ITEMS:
━━━

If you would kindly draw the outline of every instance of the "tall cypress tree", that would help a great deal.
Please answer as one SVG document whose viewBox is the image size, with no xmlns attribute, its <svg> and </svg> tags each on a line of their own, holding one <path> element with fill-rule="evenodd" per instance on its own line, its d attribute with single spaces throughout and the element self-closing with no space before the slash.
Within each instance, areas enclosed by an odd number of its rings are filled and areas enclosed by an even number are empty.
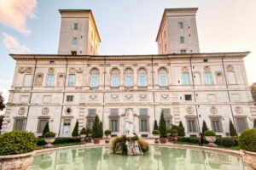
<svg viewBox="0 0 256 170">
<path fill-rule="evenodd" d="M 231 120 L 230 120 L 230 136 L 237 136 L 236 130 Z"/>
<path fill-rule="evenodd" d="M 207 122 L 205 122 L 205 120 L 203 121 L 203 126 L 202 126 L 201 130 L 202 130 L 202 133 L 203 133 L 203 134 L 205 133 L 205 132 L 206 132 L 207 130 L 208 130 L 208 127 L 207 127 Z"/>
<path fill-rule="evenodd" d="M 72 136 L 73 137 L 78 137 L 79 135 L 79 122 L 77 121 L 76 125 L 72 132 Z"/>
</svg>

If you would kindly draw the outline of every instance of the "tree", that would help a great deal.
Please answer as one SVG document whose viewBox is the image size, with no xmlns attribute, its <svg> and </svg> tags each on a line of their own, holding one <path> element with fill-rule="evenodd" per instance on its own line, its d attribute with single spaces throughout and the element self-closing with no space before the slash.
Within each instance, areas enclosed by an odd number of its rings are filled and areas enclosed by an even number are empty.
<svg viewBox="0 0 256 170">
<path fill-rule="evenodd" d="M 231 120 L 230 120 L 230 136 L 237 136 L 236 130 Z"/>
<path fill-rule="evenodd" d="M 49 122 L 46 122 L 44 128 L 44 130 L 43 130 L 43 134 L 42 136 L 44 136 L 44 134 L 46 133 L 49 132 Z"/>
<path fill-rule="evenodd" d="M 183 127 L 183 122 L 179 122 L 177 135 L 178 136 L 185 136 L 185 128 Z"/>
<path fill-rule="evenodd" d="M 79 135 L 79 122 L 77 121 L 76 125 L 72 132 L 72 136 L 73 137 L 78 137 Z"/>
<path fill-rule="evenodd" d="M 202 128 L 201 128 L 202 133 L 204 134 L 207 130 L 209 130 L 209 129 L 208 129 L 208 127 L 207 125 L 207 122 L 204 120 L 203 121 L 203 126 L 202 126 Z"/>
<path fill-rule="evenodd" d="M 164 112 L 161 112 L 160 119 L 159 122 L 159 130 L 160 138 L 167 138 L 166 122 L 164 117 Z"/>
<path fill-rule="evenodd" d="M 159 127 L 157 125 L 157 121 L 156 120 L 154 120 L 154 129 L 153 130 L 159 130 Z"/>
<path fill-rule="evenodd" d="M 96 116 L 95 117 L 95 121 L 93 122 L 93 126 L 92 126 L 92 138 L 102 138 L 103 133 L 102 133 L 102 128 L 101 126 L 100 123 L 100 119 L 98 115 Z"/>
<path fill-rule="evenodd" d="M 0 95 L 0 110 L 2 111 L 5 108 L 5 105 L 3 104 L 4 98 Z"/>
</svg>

━━━

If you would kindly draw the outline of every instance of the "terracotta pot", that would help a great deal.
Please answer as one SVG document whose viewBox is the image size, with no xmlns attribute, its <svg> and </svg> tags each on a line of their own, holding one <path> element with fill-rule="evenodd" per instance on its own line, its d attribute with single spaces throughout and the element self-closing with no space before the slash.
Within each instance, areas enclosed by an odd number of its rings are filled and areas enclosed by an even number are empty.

━━━

WHAT IS NEEDED: Report each line of the material above that contains the word "help", copying those lines in full.

RESULT OF THIS EXERCISE:
If you would kindly draw the outline of every instance of the "tall cypress tree", that would help a great deal.
If you would kindly draw the outline of every instance of the "tree", that would help a great deal.
If you would kindly draw the outline of every instance of the "terracotta pot", that would help a great deal.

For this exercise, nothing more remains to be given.